# Extrait du document

+ + + + +

Le moulin et la minoterie dans les années 30.
Le moulin et la minoterie dans les années 30.

Pendant le XIX° siècle de nombreux moulins fariniers sont construits près des écluses du canal du Midi. Lors de la seconde moitié du siècle, Lespinasse va posséder son moulin.

 


 

Le principe d’alimentation est simple : un canal de dérivation creusé parallèlement à l’écluse permet de bénéficier d’un débit d’eau suffisamment important pour générer une force hydraulique.

 

A la fin du XIX° siècle (1865-1875) lors de son édification, le bâtiment est d’une dimension bien inférieure à celui que vous pouvez découvrir aujourd’hui. Il présente une forme rectangulaire avec une toiture à deux pans.

Au début du XX° siècle, il double sa capacité avec l’apport d’une minoterie.

+ + + + +

# Consigne
Indiquez si chacune des affirmations suivantes concorde avec le texte sur le moulin, en répondant par oui ou par non et en citant exactement les mots du texte qui tranchent.
1. De nombreux moulins fariniers ont été construits près des écluses du canal du Midi au XIX° siècle.
2. Le canal de dérivation est creusé perpendiculairement à l’écluse.
3. Lors de son édification, le bâtiment possédait une toiture à quatre pans.

+ + + + +

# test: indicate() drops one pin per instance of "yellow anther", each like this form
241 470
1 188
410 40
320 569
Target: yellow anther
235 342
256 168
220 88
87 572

+ + + + +

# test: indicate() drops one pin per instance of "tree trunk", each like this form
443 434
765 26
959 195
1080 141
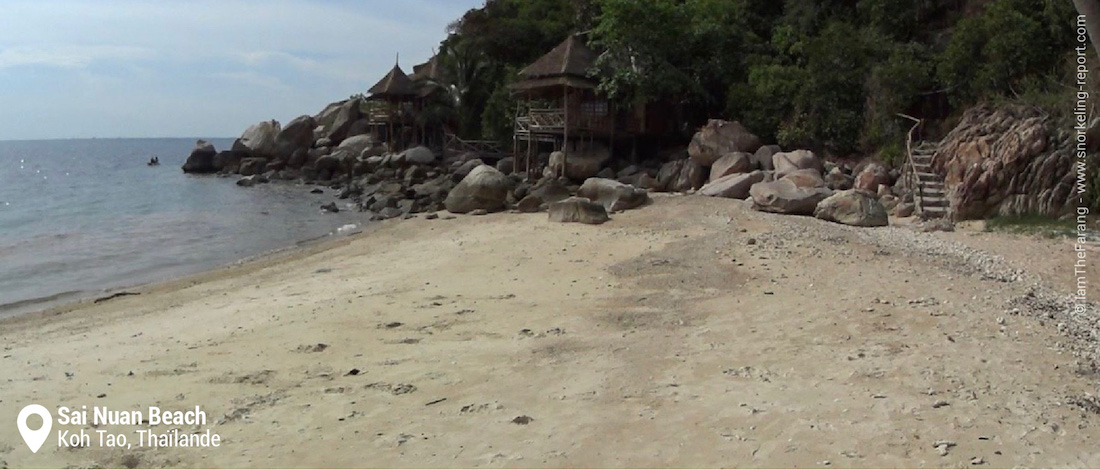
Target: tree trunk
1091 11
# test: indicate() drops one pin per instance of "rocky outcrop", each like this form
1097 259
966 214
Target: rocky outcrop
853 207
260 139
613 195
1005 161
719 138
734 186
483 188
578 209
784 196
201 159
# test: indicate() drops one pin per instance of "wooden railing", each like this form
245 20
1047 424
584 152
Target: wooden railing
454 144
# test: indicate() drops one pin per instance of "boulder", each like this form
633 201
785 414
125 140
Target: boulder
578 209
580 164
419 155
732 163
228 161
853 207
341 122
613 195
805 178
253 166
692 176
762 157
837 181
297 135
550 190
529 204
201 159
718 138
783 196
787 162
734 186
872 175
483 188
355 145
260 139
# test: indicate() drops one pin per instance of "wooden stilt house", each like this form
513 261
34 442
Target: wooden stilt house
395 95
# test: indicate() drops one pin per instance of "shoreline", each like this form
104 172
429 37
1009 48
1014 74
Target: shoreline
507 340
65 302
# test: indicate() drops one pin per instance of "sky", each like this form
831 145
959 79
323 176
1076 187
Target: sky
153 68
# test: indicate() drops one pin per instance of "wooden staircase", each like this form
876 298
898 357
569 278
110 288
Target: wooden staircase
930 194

+ + + + +

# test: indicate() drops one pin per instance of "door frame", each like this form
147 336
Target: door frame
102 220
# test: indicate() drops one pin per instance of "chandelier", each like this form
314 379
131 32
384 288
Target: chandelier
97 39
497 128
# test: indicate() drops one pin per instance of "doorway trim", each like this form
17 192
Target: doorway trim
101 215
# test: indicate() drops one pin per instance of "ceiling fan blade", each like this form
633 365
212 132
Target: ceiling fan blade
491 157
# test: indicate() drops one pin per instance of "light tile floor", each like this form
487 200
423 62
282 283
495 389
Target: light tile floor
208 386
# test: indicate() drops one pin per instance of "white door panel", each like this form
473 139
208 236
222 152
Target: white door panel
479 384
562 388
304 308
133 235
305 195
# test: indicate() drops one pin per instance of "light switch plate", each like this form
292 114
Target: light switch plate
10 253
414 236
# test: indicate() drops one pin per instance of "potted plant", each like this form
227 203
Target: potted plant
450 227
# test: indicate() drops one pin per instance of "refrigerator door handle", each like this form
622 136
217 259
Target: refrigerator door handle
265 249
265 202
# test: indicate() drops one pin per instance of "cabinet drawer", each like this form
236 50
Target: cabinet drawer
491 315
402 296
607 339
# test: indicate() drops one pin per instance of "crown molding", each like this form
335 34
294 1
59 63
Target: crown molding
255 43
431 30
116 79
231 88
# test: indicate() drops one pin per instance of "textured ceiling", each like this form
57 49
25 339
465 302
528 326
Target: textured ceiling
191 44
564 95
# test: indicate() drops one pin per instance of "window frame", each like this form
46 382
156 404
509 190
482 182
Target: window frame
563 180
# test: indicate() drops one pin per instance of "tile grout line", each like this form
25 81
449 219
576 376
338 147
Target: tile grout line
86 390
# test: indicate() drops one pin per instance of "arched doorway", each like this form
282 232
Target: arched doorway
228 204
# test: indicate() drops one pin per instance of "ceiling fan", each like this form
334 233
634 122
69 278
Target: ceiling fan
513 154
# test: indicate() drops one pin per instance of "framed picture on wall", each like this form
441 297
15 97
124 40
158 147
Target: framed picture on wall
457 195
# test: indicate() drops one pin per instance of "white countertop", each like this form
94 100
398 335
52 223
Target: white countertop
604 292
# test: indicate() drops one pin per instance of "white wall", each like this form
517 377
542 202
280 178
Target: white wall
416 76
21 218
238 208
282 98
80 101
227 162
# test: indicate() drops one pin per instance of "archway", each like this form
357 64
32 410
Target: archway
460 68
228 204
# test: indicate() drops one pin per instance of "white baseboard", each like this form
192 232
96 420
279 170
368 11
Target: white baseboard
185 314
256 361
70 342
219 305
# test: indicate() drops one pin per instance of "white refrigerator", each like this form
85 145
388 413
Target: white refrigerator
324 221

+ + + + +

# Exercice corrigé
1. Oui : « Pendant le XIX° siècle de nombreux moulins fariniers sont construits près des écluses du canal du Midi. »
2. Non : « un canal de dérivation creusé parallèlement à l’écluse »
3. Non : « Il présente une forme rectangulaire avec une toiture à deux pans. »